→ **What you have to do**:
Copy the data as given. No line may be skipped.

(Stored data entries)
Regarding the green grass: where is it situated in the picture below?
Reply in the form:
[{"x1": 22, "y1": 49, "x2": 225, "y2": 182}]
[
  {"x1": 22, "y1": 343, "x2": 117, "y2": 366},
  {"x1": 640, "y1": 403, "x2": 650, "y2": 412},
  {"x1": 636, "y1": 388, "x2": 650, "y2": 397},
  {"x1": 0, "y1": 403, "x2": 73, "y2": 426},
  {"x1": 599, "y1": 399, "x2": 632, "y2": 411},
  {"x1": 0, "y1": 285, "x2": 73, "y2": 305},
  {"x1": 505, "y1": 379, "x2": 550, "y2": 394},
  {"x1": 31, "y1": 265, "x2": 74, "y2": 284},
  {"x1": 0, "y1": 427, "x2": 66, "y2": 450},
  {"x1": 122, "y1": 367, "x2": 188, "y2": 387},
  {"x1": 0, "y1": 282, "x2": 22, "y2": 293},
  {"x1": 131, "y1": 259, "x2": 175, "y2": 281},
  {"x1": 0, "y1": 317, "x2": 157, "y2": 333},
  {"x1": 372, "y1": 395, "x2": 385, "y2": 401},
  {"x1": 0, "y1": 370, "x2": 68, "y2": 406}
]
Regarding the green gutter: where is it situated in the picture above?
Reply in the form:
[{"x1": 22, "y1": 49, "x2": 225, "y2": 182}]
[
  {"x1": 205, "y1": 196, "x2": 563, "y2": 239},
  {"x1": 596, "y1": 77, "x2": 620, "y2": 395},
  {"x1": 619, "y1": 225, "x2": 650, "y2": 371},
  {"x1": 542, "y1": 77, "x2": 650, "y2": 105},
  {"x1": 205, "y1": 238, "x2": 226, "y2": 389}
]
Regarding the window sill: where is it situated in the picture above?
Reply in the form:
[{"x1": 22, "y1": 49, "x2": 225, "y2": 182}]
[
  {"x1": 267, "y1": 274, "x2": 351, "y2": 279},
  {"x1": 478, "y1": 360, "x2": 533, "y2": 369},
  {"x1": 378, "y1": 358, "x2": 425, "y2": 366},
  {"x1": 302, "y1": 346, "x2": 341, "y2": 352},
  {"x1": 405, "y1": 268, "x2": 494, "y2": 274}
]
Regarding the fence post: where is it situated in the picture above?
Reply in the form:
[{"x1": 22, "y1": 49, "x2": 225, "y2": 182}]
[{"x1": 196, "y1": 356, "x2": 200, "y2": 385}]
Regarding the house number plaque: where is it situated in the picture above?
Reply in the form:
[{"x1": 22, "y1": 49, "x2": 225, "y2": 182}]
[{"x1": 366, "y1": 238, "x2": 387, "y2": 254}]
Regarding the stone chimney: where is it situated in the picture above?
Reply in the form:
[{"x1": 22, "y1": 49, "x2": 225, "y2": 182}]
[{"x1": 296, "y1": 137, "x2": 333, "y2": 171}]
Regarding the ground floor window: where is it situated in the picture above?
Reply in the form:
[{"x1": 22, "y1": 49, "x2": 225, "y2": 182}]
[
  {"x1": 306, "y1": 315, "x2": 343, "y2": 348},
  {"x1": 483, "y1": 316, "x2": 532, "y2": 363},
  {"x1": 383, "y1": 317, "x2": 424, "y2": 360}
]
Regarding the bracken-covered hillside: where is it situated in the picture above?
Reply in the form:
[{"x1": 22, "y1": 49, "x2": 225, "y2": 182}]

→ **Solution below**:
Regarding the green grass: where is it situated in the picture below?
Reply in the form:
[{"x1": 22, "y1": 49, "x2": 225, "y2": 182}]
[
  {"x1": 22, "y1": 343, "x2": 117, "y2": 366},
  {"x1": 640, "y1": 403, "x2": 650, "y2": 412},
  {"x1": 636, "y1": 388, "x2": 650, "y2": 397},
  {"x1": 0, "y1": 403, "x2": 73, "y2": 426},
  {"x1": 599, "y1": 399, "x2": 632, "y2": 411},
  {"x1": 0, "y1": 285, "x2": 73, "y2": 305},
  {"x1": 505, "y1": 379, "x2": 550, "y2": 394},
  {"x1": 31, "y1": 265, "x2": 74, "y2": 284},
  {"x1": 0, "y1": 427, "x2": 66, "y2": 450},
  {"x1": 122, "y1": 367, "x2": 188, "y2": 387},
  {"x1": 0, "y1": 282, "x2": 22, "y2": 293},
  {"x1": 131, "y1": 259, "x2": 175, "y2": 281},
  {"x1": 0, "y1": 317, "x2": 157, "y2": 333},
  {"x1": 372, "y1": 395, "x2": 385, "y2": 401},
  {"x1": 0, "y1": 370, "x2": 68, "y2": 406}
]
Regarding the green gutter: where is it situated in the picture above?
Reply in the form:
[{"x1": 22, "y1": 49, "x2": 225, "y2": 182}]
[
  {"x1": 205, "y1": 196, "x2": 563, "y2": 239},
  {"x1": 596, "y1": 77, "x2": 620, "y2": 395},
  {"x1": 619, "y1": 225, "x2": 650, "y2": 371},
  {"x1": 542, "y1": 77, "x2": 650, "y2": 105},
  {"x1": 205, "y1": 238, "x2": 226, "y2": 389}
]
Regarding the window sill: where is it situated in the picture above?
Reply in the form:
[{"x1": 22, "y1": 49, "x2": 225, "y2": 182}]
[
  {"x1": 267, "y1": 274, "x2": 351, "y2": 279},
  {"x1": 478, "y1": 360, "x2": 533, "y2": 369},
  {"x1": 378, "y1": 358, "x2": 425, "y2": 366},
  {"x1": 302, "y1": 346, "x2": 341, "y2": 352},
  {"x1": 405, "y1": 268, "x2": 494, "y2": 274}
]
Regarding the fence post: where is it situated in the picture above?
Reply in the form:
[{"x1": 22, "y1": 49, "x2": 225, "y2": 182}]
[{"x1": 196, "y1": 356, "x2": 200, "y2": 385}]
Regarding the house number plaque: where is it situated in the picture above?
Reply in the form:
[{"x1": 22, "y1": 49, "x2": 225, "y2": 182}]
[{"x1": 366, "y1": 238, "x2": 387, "y2": 254}]
Regarding the stone chimney: where is it situated in the picture above?
Reply in the form:
[{"x1": 22, "y1": 49, "x2": 225, "y2": 182}]
[{"x1": 296, "y1": 137, "x2": 333, "y2": 171}]
Regarding the ground floor window: where is it situated in the picture above?
Reply in the form:
[{"x1": 22, "y1": 49, "x2": 225, "y2": 182}]
[
  {"x1": 306, "y1": 315, "x2": 343, "y2": 348},
  {"x1": 483, "y1": 316, "x2": 532, "y2": 363},
  {"x1": 383, "y1": 317, "x2": 424, "y2": 360}
]
Regarding the bracken-covered hillside: where is it situated in the picture above?
Reply in the form:
[{"x1": 22, "y1": 49, "x2": 225, "y2": 182}]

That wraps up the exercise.